┌─ Recorded information

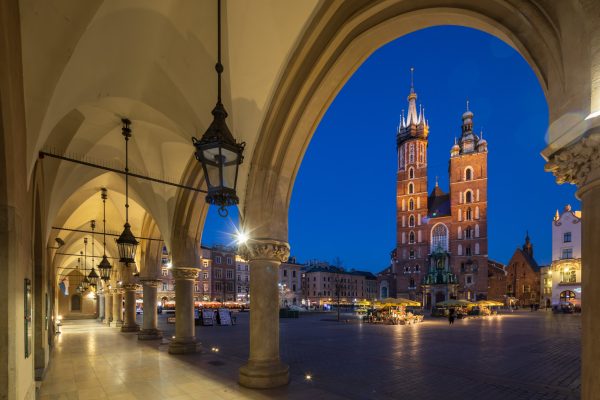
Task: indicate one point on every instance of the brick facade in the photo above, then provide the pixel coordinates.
(453, 223)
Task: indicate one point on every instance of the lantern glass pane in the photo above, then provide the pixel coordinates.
(230, 166)
(213, 163)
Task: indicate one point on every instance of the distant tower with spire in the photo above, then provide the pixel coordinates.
(468, 199)
(412, 140)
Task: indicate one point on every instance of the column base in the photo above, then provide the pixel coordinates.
(149, 334)
(183, 346)
(260, 375)
(130, 328)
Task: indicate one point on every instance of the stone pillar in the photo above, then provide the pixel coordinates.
(264, 369)
(108, 306)
(129, 324)
(185, 332)
(101, 307)
(118, 307)
(150, 317)
(579, 163)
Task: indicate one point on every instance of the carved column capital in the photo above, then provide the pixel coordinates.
(578, 163)
(151, 282)
(184, 272)
(130, 286)
(265, 249)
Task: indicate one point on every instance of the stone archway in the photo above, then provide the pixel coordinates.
(340, 37)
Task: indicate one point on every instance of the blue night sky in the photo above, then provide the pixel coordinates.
(344, 199)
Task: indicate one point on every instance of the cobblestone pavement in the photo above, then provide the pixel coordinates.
(523, 355)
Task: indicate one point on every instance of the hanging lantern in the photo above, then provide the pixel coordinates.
(93, 278)
(126, 243)
(104, 267)
(217, 150)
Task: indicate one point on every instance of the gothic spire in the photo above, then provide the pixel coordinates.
(412, 117)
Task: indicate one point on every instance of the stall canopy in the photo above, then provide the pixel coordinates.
(455, 303)
(390, 302)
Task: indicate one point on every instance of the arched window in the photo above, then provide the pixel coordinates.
(401, 158)
(468, 233)
(439, 237)
(567, 295)
(468, 196)
(468, 174)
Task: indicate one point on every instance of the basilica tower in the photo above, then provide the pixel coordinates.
(411, 197)
(468, 201)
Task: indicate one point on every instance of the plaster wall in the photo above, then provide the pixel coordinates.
(566, 223)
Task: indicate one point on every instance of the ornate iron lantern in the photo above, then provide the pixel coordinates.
(217, 150)
(93, 276)
(126, 243)
(104, 267)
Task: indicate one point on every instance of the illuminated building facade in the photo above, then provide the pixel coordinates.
(441, 234)
(562, 283)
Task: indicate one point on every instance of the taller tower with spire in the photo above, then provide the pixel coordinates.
(468, 200)
(411, 139)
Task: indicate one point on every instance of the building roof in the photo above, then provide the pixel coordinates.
(530, 260)
(366, 274)
(324, 268)
(496, 265)
(438, 203)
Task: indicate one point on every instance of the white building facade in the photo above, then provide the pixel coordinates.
(561, 282)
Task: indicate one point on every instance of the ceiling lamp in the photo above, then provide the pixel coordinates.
(93, 276)
(126, 243)
(104, 267)
(85, 283)
(79, 287)
(217, 150)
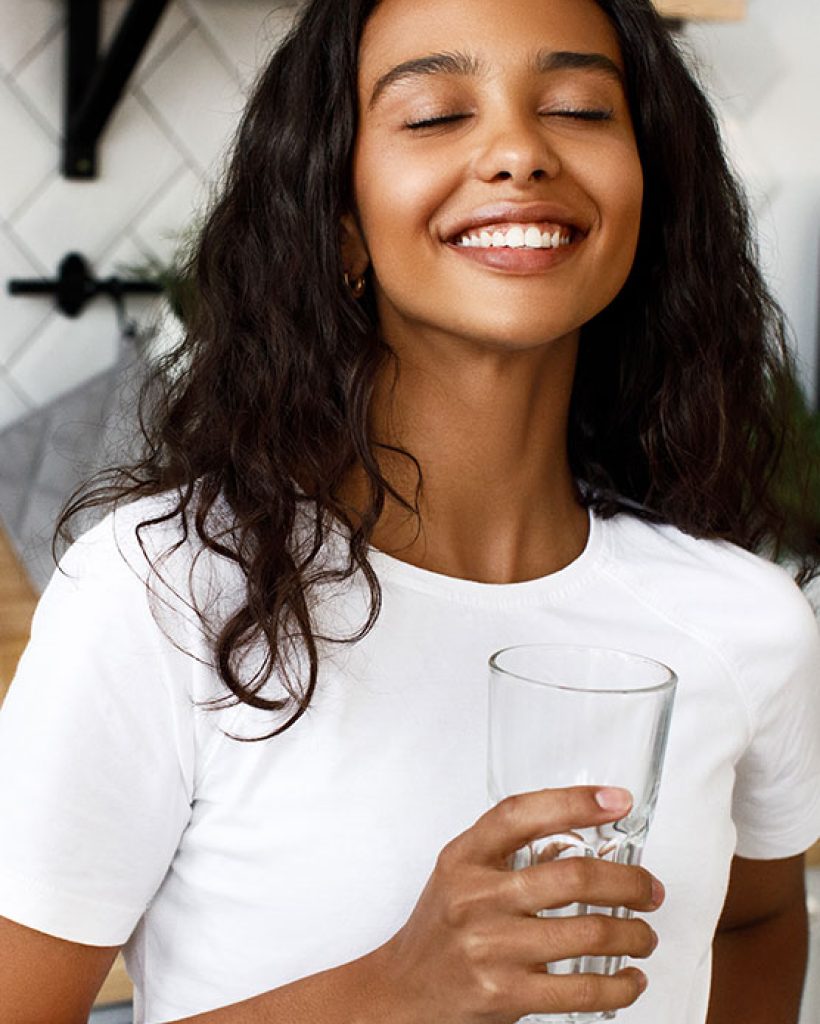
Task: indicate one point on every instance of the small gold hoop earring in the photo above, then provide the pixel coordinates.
(356, 286)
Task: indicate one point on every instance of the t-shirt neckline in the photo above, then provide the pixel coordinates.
(393, 570)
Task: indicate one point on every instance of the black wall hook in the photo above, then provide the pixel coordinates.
(75, 286)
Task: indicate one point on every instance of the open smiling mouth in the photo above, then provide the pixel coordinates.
(523, 248)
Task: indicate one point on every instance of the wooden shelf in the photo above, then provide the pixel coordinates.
(705, 10)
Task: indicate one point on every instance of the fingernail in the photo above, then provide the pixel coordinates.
(612, 799)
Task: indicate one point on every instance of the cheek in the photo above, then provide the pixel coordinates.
(396, 198)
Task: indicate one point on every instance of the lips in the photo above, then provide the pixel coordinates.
(500, 214)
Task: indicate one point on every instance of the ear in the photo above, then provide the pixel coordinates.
(355, 257)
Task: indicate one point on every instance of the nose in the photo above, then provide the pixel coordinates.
(517, 151)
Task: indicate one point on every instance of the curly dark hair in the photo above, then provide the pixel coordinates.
(681, 410)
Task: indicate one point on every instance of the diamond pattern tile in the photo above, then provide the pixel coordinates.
(22, 134)
(23, 28)
(198, 97)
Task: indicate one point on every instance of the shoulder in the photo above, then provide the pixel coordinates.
(742, 605)
(146, 543)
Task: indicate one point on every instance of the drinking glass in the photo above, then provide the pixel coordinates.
(562, 716)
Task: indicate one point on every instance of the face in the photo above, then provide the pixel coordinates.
(497, 181)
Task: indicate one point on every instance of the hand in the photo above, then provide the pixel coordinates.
(473, 950)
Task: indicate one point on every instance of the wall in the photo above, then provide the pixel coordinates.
(764, 77)
(165, 144)
(165, 141)
(160, 151)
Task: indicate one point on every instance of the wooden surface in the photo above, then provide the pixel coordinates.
(17, 600)
(708, 10)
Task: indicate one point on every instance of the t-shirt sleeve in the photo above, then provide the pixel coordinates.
(96, 755)
(776, 804)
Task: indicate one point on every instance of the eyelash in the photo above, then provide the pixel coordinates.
(578, 115)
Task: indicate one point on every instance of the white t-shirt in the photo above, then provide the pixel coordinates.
(228, 868)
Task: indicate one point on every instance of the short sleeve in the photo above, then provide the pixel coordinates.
(96, 753)
(776, 805)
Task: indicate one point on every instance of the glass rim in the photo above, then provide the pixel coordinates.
(666, 684)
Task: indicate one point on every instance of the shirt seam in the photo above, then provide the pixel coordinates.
(657, 609)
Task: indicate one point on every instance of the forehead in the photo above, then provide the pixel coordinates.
(493, 30)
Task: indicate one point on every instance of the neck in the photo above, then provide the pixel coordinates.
(498, 503)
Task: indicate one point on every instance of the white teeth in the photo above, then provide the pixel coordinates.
(515, 238)
(532, 239)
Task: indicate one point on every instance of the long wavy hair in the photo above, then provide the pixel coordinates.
(681, 411)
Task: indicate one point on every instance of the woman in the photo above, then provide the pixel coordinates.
(479, 355)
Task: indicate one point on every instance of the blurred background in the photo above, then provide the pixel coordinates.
(67, 383)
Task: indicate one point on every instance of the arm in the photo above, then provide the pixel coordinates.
(761, 944)
(465, 955)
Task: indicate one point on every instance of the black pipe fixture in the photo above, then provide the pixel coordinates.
(75, 286)
(94, 82)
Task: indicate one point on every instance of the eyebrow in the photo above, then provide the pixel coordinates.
(469, 67)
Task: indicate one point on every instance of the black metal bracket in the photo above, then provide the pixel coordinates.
(94, 82)
(75, 286)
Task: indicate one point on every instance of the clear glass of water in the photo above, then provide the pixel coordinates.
(562, 716)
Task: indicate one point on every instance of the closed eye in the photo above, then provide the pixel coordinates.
(581, 115)
(438, 122)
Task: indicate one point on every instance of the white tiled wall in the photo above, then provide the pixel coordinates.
(166, 138)
(764, 76)
(159, 153)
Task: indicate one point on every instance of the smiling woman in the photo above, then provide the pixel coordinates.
(479, 355)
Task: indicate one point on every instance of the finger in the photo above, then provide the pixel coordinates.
(541, 941)
(528, 816)
(553, 993)
(579, 880)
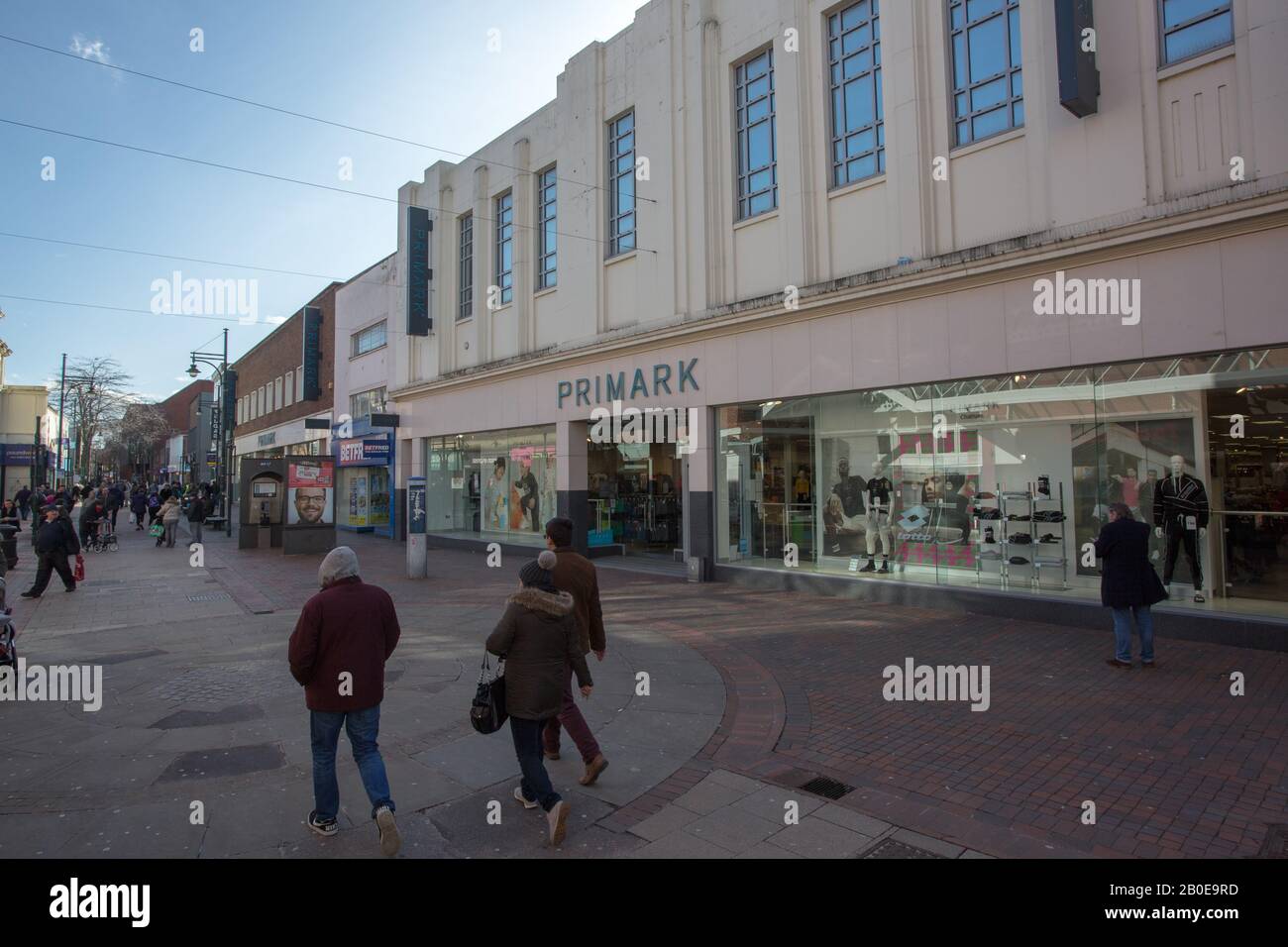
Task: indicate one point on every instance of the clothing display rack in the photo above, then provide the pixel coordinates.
(1022, 504)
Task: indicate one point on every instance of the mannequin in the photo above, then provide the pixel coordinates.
(842, 515)
(880, 501)
(1180, 512)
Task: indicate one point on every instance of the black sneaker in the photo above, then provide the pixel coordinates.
(325, 827)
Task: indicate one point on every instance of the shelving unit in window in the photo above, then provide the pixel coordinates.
(1019, 504)
(1051, 506)
(983, 519)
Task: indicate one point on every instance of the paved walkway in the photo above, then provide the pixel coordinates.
(751, 694)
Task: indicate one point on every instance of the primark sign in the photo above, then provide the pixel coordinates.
(616, 386)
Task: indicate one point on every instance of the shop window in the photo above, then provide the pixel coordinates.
(987, 78)
(1189, 27)
(496, 483)
(854, 80)
(755, 127)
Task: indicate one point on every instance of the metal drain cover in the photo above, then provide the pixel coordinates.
(827, 788)
(1275, 844)
(898, 849)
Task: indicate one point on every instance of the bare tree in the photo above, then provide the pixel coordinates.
(91, 405)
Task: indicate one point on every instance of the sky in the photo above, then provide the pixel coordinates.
(389, 65)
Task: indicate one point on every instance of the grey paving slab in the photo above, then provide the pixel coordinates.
(812, 838)
(732, 828)
(771, 802)
(668, 819)
(707, 796)
(851, 819)
(682, 845)
(940, 848)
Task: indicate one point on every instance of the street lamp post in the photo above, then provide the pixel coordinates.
(224, 427)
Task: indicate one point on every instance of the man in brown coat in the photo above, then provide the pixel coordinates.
(576, 575)
(338, 652)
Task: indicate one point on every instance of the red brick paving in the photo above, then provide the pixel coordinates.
(1175, 764)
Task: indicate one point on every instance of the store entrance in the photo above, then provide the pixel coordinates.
(635, 495)
(1249, 488)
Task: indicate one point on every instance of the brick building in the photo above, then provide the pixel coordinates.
(282, 381)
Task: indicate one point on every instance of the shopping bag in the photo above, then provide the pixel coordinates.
(487, 710)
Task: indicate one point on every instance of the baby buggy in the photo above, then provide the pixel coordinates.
(8, 633)
(103, 539)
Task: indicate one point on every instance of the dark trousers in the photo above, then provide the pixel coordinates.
(48, 564)
(527, 748)
(1175, 535)
(572, 720)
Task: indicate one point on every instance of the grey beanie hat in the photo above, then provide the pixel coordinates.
(339, 564)
(537, 573)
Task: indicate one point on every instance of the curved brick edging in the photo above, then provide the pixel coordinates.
(754, 719)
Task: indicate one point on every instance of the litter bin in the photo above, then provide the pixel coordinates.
(9, 545)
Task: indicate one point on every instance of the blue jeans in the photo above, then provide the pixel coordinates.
(1122, 633)
(528, 749)
(362, 727)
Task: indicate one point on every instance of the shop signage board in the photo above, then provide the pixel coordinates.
(312, 355)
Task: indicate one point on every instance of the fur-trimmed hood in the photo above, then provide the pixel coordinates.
(536, 600)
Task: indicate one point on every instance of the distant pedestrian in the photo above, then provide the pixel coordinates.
(539, 638)
(138, 506)
(338, 651)
(576, 575)
(1128, 583)
(55, 540)
(168, 515)
(196, 515)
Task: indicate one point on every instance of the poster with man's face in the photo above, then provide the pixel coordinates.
(309, 487)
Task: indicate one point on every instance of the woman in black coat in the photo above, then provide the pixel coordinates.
(1128, 583)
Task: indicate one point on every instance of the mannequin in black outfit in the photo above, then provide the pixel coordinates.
(1180, 517)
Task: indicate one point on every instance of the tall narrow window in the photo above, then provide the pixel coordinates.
(465, 269)
(854, 77)
(1189, 27)
(505, 247)
(758, 138)
(988, 88)
(546, 228)
(621, 184)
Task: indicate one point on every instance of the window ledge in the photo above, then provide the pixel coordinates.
(1194, 62)
(622, 257)
(756, 219)
(857, 185)
(369, 352)
(1000, 138)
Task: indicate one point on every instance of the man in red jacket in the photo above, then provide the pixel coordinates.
(338, 652)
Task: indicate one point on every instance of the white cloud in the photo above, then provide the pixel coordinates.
(89, 50)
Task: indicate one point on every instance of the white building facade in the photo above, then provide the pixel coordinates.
(930, 322)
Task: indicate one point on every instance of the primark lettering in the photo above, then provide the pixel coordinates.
(610, 386)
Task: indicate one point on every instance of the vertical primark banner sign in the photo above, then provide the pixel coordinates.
(417, 270)
(312, 352)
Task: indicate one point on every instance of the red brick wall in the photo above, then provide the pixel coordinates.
(282, 352)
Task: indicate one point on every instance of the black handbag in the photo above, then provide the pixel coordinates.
(487, 710)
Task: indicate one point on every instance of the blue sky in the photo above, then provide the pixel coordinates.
(393, 65)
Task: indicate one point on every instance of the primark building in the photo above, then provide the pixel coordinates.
(931, 285)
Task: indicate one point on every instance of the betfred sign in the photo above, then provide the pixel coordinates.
(364, 450)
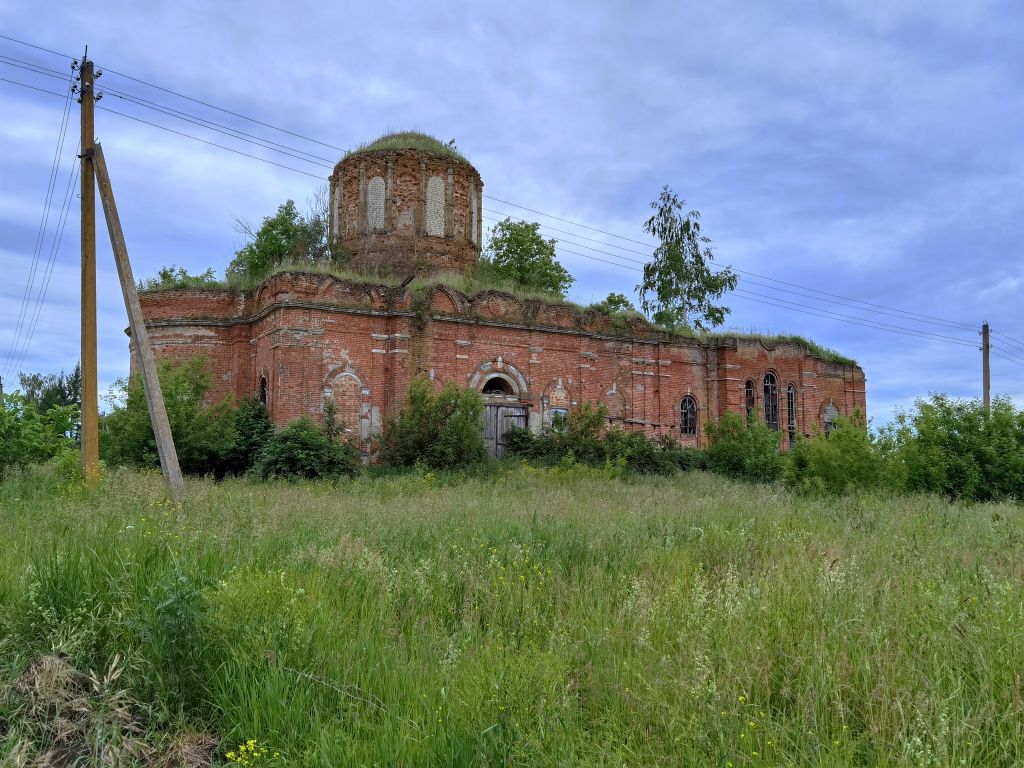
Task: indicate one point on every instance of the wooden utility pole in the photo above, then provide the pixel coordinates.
(90, 395)
(986, 382)
(147, 364)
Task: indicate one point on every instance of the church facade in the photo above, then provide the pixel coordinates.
(300, 338)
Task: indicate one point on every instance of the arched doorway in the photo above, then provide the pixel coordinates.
(502, 389)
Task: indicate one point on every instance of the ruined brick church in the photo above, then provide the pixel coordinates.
(301, 338)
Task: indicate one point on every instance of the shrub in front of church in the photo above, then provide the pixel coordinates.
(582, 438)
(303, 450)
(845, 461)
(747, 451)
(204, 435)
(439, 429)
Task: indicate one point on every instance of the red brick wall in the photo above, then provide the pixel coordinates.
(311, 335)
(402, 246)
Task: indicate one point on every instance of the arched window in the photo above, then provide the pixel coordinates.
(771, 400)
(375, 205)
(497, 386)
(473, 214)
(791, 413)
(828, 416)
(435, 207)
(688, 416)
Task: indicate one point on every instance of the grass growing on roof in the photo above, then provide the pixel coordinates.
(812, 347)
(534, 617)
(410, 140)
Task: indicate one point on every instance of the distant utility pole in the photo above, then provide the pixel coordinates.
(139, 337)
(90, 394)
(986, 382)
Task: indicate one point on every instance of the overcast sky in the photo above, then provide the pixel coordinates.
(869, 150)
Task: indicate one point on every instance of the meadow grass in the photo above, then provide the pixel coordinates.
(524, 617)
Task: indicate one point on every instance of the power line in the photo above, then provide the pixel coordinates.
(8, 61)
(266, 143)
(206, 124)
(33, 87)
(1016, 361)
(1009, 354)
(205, 141)
(41, 296)
(221, 109)
(19, 327)
(893, 311)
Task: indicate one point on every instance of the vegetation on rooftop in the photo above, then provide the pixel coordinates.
(411, 140)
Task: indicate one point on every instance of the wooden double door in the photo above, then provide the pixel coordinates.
(498, 419)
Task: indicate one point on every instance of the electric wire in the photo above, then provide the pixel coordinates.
(752, 297)
(893, 311)
(851, 303)
(497, 200)
(1010, 339)
(54, 249)
(7, 61)
(19, 327)
(1009, 359)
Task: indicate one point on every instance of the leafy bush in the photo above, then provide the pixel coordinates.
(252, 431)
(517, 251)
(845, 460)
(205, 436)
(302, 450)
(743, 451)
(954, 448)
(29, 435)
(171, 278)
(440, 429)
(582, 438)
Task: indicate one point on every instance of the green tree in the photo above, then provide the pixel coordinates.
(205, 435)
(29, 435)
(170, 278)
(742, 449)
(617, 302)
(517, 252)
(286, 238)
(844, 460)
(679, 286)
(45, 392)
(302, 450)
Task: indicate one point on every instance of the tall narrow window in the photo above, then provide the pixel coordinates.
(791, 413)
(375, 205)
(435, 207)
(828, 416)
(771, 400)
(688, 416)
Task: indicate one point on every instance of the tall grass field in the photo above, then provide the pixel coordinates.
(524, 617)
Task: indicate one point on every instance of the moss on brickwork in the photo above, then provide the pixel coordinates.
(625, 324)
(773, 340)
(410, 140)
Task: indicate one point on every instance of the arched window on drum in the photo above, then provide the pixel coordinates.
(688, 416)
(828, 417)
(771, 400)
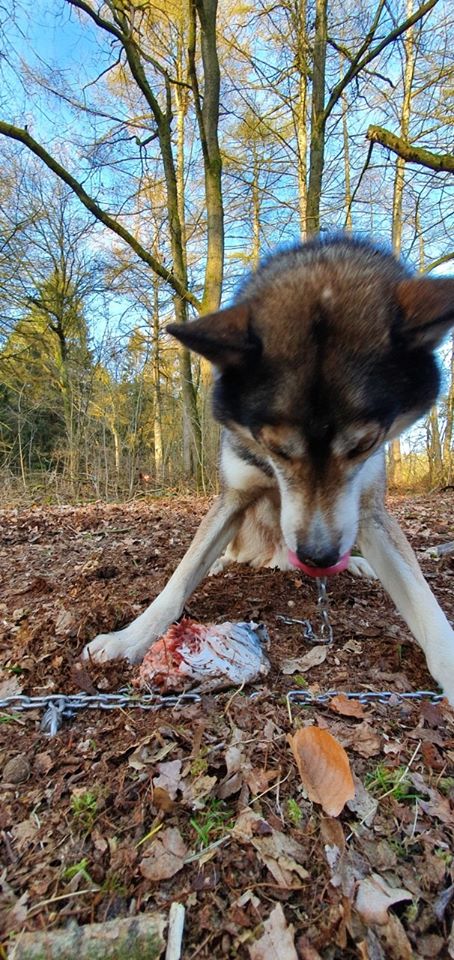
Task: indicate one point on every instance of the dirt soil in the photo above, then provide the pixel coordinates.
(124, 812)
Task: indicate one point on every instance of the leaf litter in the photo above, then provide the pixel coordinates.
(124, 812)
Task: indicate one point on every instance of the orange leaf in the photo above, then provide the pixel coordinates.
(324, 768)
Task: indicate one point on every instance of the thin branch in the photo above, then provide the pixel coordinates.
(16, 133)
(440, 162)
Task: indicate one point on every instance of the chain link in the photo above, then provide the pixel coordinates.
(306, 698)
(58, 707)
(325, 634)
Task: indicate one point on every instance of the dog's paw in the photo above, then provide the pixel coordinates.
(360, 567)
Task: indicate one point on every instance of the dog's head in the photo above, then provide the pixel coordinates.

└─

_Your task:_
Please output only the lines from the one holding "Task: indicate one point on every instance of the orange" to the end of the records, first and last included, exactly as they appear.

_Answer below:_
Task: indicate one point on every instance of the orange leaf in the photo above, then provide the pixel coordinates.
(324, 768)
Task: indicate one point on every instance of the thin branch in the photo above, then provide the pixel coordinates.
(16, 133)
(440, 162)
Task: indicate one point on every instance of the chain link in the photo above, then provide the pixel coordinates.
(306, 698)
(58, 707)
(325, 634)
Task: indicate one point on every instance of the dog's paw in the photo above, then provide the pixel coordinates.
(360, 567)
Task: indicate one point on every instance of the dog's head in the photo above, then provide the pixel coordinates.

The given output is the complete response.